Exercise goal - From the data below, copy exactly the lines that lie between the one holding "The call MUST return, for every instance of the eyebrow, the" and the one holding "The call MUST return, for every instance of the grey", including both, and nothing more.

Exercise data -
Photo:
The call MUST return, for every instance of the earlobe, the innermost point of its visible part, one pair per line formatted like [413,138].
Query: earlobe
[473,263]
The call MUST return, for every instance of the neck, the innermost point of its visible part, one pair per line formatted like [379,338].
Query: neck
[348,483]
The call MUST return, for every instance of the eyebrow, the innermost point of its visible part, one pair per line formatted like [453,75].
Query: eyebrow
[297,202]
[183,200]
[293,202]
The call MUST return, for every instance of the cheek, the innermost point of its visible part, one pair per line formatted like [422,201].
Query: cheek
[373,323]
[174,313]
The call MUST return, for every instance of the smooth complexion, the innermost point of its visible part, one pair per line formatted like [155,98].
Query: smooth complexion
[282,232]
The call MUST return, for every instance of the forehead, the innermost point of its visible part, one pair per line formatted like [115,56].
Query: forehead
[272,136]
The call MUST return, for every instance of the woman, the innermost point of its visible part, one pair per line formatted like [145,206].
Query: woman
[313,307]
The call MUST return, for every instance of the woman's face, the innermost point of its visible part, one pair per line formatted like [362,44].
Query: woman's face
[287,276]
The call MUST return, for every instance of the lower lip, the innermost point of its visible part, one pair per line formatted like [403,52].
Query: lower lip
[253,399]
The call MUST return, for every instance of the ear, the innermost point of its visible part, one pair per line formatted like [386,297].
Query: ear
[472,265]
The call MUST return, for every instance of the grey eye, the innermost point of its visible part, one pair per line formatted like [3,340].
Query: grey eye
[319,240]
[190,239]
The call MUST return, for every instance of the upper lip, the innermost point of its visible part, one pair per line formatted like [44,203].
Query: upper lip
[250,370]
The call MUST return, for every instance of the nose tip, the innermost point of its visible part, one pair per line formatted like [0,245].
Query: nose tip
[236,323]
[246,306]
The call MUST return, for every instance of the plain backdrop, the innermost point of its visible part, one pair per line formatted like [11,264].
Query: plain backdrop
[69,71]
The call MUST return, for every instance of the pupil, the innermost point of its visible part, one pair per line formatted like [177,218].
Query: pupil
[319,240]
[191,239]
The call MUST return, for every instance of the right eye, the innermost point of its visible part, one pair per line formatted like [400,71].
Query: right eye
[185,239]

Exercise solution -
The call MUST return, for every instance of the eyebrow, the innermost point of its visible part, one pair per line formatted like [453,75].
Query: eyebrow
[297,202]
[183,200]
[293,202]
The call MUST return, for every instance of the cheek, the innermost point of its visible part, one pair per line formatted like [422,201].
Query: cheek
[373,323]
[174,313]
The call MUST return, for every instance of the smooth complexion, the innermost point of its visible part, one pair per line formatted like [155,98].
Query: smooth complexion
[282,232]
The call MUST return, for every instance of the forehead, the innermost point of its visible part, one pair per line formatted like [115,56].
Query: forehead
[272,136]
The call MUST return, for every instance of the woman, the innermost point of its visible part, one pair per line formatted like [145,206].
Query: woman
[313,307]
The call MUST return, for every instance of the woman's face, the innermost point of its visible part, one pair per line formatted like [362,44].
Query: woman's face
[287,276]
The call MUST return, for every instance of the lower lip, the innermost point of its visible part, one pair per line formatted like [403,52].
Query: lower lip
[253,399]
The call MUST return, for every instance of the ear, the innermost point of its visible part, one pair per line formatted like [386,297].
Query: ear
[472,265]
The call MUST return, for every instance of the grey eye, the innermost point of its visible part, one pair per line formatted like [3,340].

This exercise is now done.